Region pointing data

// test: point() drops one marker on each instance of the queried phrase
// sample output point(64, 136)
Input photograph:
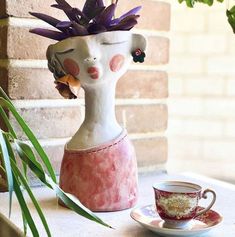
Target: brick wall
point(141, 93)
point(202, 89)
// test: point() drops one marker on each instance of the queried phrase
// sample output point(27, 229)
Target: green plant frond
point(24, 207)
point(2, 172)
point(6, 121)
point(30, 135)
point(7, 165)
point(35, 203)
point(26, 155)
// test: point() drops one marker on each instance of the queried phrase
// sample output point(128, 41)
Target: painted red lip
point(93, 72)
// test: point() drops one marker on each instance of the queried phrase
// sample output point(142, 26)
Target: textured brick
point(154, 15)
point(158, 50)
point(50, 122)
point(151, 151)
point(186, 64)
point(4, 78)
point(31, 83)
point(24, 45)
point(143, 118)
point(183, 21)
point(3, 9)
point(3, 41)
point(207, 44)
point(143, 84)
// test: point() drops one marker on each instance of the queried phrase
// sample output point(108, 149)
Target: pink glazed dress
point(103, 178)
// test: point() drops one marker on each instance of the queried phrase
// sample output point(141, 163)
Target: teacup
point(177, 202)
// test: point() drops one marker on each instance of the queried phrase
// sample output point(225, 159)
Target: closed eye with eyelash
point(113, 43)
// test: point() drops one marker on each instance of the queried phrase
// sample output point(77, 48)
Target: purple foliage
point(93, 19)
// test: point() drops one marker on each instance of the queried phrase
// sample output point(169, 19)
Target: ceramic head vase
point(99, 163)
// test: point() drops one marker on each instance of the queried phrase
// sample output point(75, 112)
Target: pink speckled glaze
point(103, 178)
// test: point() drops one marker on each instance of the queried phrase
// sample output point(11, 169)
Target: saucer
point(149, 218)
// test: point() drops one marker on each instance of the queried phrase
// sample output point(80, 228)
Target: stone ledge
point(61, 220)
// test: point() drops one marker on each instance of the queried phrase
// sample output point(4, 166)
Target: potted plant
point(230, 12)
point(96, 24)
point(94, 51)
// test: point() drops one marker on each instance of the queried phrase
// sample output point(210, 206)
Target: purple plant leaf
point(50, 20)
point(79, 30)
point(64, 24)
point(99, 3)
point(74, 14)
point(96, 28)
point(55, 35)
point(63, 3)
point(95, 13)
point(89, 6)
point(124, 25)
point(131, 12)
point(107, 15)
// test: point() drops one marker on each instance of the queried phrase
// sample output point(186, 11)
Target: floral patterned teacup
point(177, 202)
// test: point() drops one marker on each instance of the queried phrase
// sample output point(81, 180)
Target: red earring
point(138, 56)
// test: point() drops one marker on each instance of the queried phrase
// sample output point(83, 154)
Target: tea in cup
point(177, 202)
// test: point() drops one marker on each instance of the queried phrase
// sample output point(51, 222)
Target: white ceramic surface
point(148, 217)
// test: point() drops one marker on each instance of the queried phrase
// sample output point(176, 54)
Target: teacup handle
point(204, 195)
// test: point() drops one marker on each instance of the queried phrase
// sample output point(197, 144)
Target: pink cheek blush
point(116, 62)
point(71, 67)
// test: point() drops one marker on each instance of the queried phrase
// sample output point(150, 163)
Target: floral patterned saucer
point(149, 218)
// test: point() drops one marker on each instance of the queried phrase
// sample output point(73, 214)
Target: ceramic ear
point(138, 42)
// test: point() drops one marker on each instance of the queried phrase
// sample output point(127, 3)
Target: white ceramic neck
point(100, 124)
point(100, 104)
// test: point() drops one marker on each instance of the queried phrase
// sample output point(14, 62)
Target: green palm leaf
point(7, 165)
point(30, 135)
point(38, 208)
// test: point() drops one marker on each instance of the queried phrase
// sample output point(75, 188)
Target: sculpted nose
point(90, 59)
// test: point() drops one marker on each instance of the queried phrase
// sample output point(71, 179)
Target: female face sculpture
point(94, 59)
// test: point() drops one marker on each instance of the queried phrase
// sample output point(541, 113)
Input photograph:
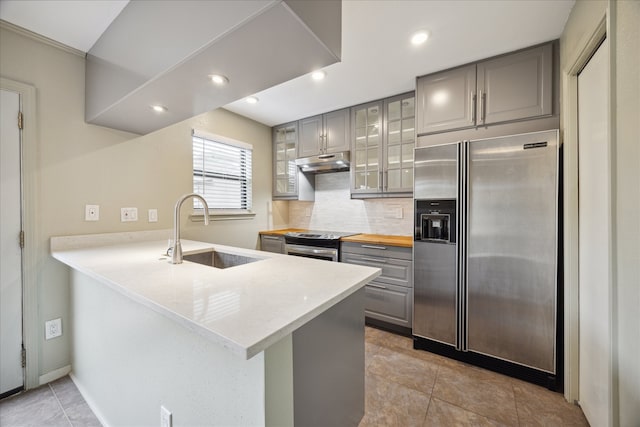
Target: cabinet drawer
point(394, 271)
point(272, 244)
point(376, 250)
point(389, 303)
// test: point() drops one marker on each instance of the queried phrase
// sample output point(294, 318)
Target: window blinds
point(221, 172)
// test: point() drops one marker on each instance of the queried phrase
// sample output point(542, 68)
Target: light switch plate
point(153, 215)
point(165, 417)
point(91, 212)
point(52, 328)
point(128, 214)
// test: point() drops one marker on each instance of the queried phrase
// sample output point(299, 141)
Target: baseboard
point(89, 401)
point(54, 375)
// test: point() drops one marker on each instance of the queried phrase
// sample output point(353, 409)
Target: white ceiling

▶ [TO DO]:
Repeat the entries word for word and skip the pictures.

▶ [ANSWER BOX]:
// test: point() drops one marker on each instance of the queried phrase
// sample output point(64, 136)
Input photograph:
Target: brick wall
point(141, 93)
point(202, 89)
// test: point() drops one marker on each instance of the queried phrase
// sample output point(27, 229)
Target: green plant frond
point(24, 207)
point(2, 172)
point(6, 121)
point(30, 135)
point(7, 165)
point(35, 203)
point(26, 155)
// test: point() drops one marker on each instance of the queried phrase
// sample output point(128, 41)
Target: painted red lip
point(93, 72)
// test: point() drops one marker on each instance of the queried phrase
// sample output point(142, 26)
Target: textured brick
point(154, 15)
point(158, 50)
point(50, 122)
point(151, 151)
point(186, 64)
point(4, 78)
point(31, 83)
point(24, 45)
point(143, 118)
point(183, 21)
point(3, 9)
point(3, 41)
point(207, 44)
point(143, 84)
// test: point() drops one marker on each instance of the queried phrase
// sample output point(108, 149)
Target: pink glazed dress
point(103, 178)
// test: point() drops one marker on each instance of the queried phrase
// sample output point(141, 163)
Target: teacup
point(177, 202)
// test: point() drops one marker on each instance of the queried phrase
// sample output point(225, 159)
Target: closed eye with eyelash
point(113, 43)
// test: point() drops one marker on each instance of the queried phrase
// sample output point(77, 48)
Target: purple foliage
point(93, 19)
// test: point() drops one marker on each instance of the queried phrase
// sample output point(169, 19)
Target: ceramic head vase
point(99, 163)
// test: point() drops one marker on each instance of the queried phrase
// sample output point(75, 112)
Target: pink speckled glaze
point(103, 178)
// test: point() drops one marker on each instance of the queried phrase
// sample output point(11, 169)
Target: saucer
point(149, 218)
// test: point() drops one marker on each instance of the queried phrase
// sample output point(80, 228)
Target: stone ledge
point(61, 220)
// test: point() drops one marker on each instance of the queried phrase
// sample output point(4, 166)
Target: potted plant
point(230, 12)
point(96, 24)
point(94, 51)
// test: point() drops one marker on each instance of the queried phrase
// sample output point(210, 206)
Target: purple plant leaf
point(50, 20)
point(79, 30)
point(64, 24)
point(99, 3)
point(74, 14)
point(96, 28)
point(55, 35)
point(63, 3)
point(95, 13)
point(89, 6)
point(124, 25)
point(131, 12)
point(107, 15)
// test: point() drops one marker on each instance of the queried phrase
// sample output point(186, 11)
Target: floral patterned teacup
point(177, 202)
// test: point() drops one marker on each instance of the queried phrase
// sample output point(81, 180)
Target: red earring
point(138, 56)
// test: point() drops one marker on each instance of the queried phrase
// sample output point(83, 154)
Target: tea in cup
point(177, 202)
// test: point() drops one marker on each instance of the queried phrase
// sample output point(51, 222)
Target: white ceramic surface
point(148, 217)
// test: point() drops one marker on each instance of the queried phrase
// sample output point(176, 54)
Target: teacup handle
point(204, 195)
// test: point() drops one marker on each instance of the queried phrase
// sample output point(197, 144)
Target: pink cheek blush
point(116, 62)
point(71, 67)
// test: point() drops one marker on each instance of the queried phrase
// sample output point(150, 163)
Target: floral patterned saucer
point(149, 218)
// test: point() drops one marker on each instance of the queried phrase
// sample output point(73, 214)
Target: ceramic ear
point(138, 42)
// test: point() drops one marker on each instance of the queried phrase
// sample output point(127, 3)
Target: white ceramic neck
point(100, 124)
point(100, 104)
// test: point() drops one marker on each instance of the queried phrase
// sample output point(14, 62)
Target: green palm leaf
point(7, 165)
point(30, 135)
point(38, 208)
// test: point() drops one marker on each instance of the queried phrase
// sample output point(75, 188)
Target: sculpted nose
point(90, 59)
// test: point() drops one marker on each instance of the queried phrase
// sample output point(71, 179)
Target: female face sculpture
point(94, 59)
// test: point() drops one marker on each instance of the queried phrase
// sample output point(541, 113)
Input photograph:
Target: cabinet drawer
point(394, 271)
point(272, 244)
point(376, 250)
point(389, 303)
// test: point() drops one marker on each instance of the queried phrase
// sample output point(294, 318)
Target: window blinds
point(221, 172)
// test: point() drops one marker on each instance of the queried phrase
// sample output point(542, 68)
Target: light switch plate
point(153, 215)
point(165, 417)
point(91, 212)
point(52, 328)
point(128, 214)
// test: point() drops one marker on each instance of the queried phrase
// sample output point(299, 141)
Target: baseboard
point(89, 401)
point(54, 375)
// test: point() drops one marker on each instance of the queried phrase
// sample output point(353, 409)
Target: white ceiling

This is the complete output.